Arrange the lines of all the records below as a numbered list, leaving out blank lines. Omit the pictures from your answer.

-------- Material for this task --------

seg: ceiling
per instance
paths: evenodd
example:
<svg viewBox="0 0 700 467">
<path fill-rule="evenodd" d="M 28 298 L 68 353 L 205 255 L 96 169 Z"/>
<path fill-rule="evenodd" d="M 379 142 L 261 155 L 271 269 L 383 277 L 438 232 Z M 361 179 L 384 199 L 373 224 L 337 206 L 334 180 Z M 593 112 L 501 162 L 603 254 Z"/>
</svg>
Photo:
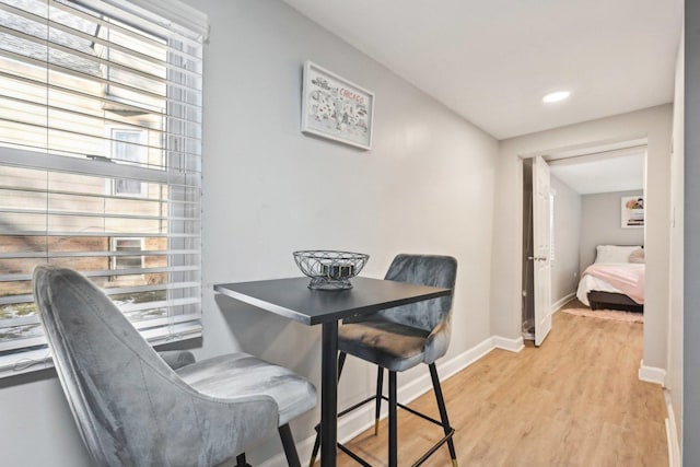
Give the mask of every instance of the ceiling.
<svg viewBox="0 0 700 467">
<path fill-rule="evenodd" d="M 551 175 L 580 195 L 644 188 L 645 148 L 549 161 Z"/>
<path fill-rule="evenodd" d="M 499 140 L 673 101 L 682 0 L 283 1 Z"/>
</svg>

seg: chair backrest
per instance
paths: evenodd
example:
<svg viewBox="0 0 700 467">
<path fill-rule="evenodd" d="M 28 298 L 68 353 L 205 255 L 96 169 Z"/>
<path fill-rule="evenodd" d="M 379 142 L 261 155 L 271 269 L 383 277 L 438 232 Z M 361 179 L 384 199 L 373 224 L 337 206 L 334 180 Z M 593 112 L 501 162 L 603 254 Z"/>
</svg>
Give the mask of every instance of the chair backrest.
<svg viewBox="0 0 700 467">
<path fill-rule="evenodd" d="M 39 266 L 34 294 L 63 392 L 97 465 L 202 466 L 231 456 L 238 441 L 232 433 L 221 433 L 228 446 L 208 444 L 220 421 L 202 412 L 209 401 L 199 400 L 90 280 Z M 226 408 L 214 410 L 233 418 Z"/>
<path fill-rule="evenodd" d="M 385 279 L 422 285 L 455 288 L 457 260 L 451 256 L 397 255 Z M 438 326 L 448 324 L 454 292 L 440 299 L 411 303 L 383 310 L 384 319 L 432 332 Z"/>
</svg>

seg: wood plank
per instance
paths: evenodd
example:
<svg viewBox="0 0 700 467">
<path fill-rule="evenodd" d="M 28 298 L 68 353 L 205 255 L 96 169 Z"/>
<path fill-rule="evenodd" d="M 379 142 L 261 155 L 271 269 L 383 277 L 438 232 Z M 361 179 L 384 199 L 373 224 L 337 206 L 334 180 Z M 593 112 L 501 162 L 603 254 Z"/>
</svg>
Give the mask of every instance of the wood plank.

--------

### Exercise answer
1. seg: ceiling
2. per instance
3. paths: evenodd
4. example:
5. <svg viewBox="0 0 700 467">
6. <path fill-rule="evenodd" d="M 28 298 L 68 353 L 205 255 L 96 169 Z"/>
7. <path fill-rule="evenodd" d="M 379 142 L 261 155 L 271 269 L 383 277 L 438 232 Z M 361 179 L 384 199 L 373 224 L 337 206 L 334 180 Z M 593 112 L 501 162 L 603 254 Z"/>
8. </svg>
9. Photo:
10. Give the mask of every instance of the ceiling.
11. <svg viewBox="0 0 700 467">
12. <path fill-rule="evenodd" d="M 551 175 L 580 195 L 644 188 L 645 148 L 549 161 Z"/>
13. <path fill-rule="evenodd" d="M 499 140 L 673 101 L 682 0 L 283 1 Z"/>
14. </svg>
15. seg: chair backrest
16. per instance
17. paths: evenodd
18. example:
19. <svg viewBox="0 0 700 467">
20. <path fill-rule="evenodd" d="M 28 298 L 68 353 L 205 255 L 96 169 Z"/>
21. <path fill-rule="evenodd" d="M 379 142 L 261 155 L 271 269 L 383 277 L 438 232 Z M 361 179 L 384 199 L 373 224 L 337 206 L 334 180 Z M 593 112 L 501 162 L 603 254 Z"/>
22. </svg>
23. Give the mask of every instance of the chair backrest.
24. <svg viewBox="0 0 700 467">
25. <path fill-rule="evenodd" d="M 39 266 L 34 294 L 63 392 L 97 465 L 202 466 L 231 456 L 238 441 L 232 433 L 221 433 L 228 446 L 208 444 L 220 421 L 202 412 L 209 401 L 199 400 L 90 280 Z M 226 408 L 214 410 L 233 418 Z"/>
26. <path fill-rule="evenodd" d="M 385 279 L 422 285 L 455 288 L 457 260 L 451 256 L 397 255 Z M 438 326 L 448 324 L 454 292 L 440 299 L 411 303 L 383 310 L 384 319 L 432 332 Z"/>
27. </svg>
28. seg: wood plank
29. per instance
30. paths: evenodd
31. example:
32. <svg viewBox="0 0 700 467">
33. <path fill-rule="evenodd" d="M 28 298 L 68 353 L 205 255 L 96 169 Z"/>
34. <path fill-rule="evenodd" d="M 379 142 L 261 155 L 271 269 L 383 277 L 438 232 Z M 361 179 L 384 199 L 373 224 L 337 206 L 334 180 Z M 593 112 L 501 162 L 603 254 Z"/>
35. </svg>
36. Give the mask of every instance of the wood plank.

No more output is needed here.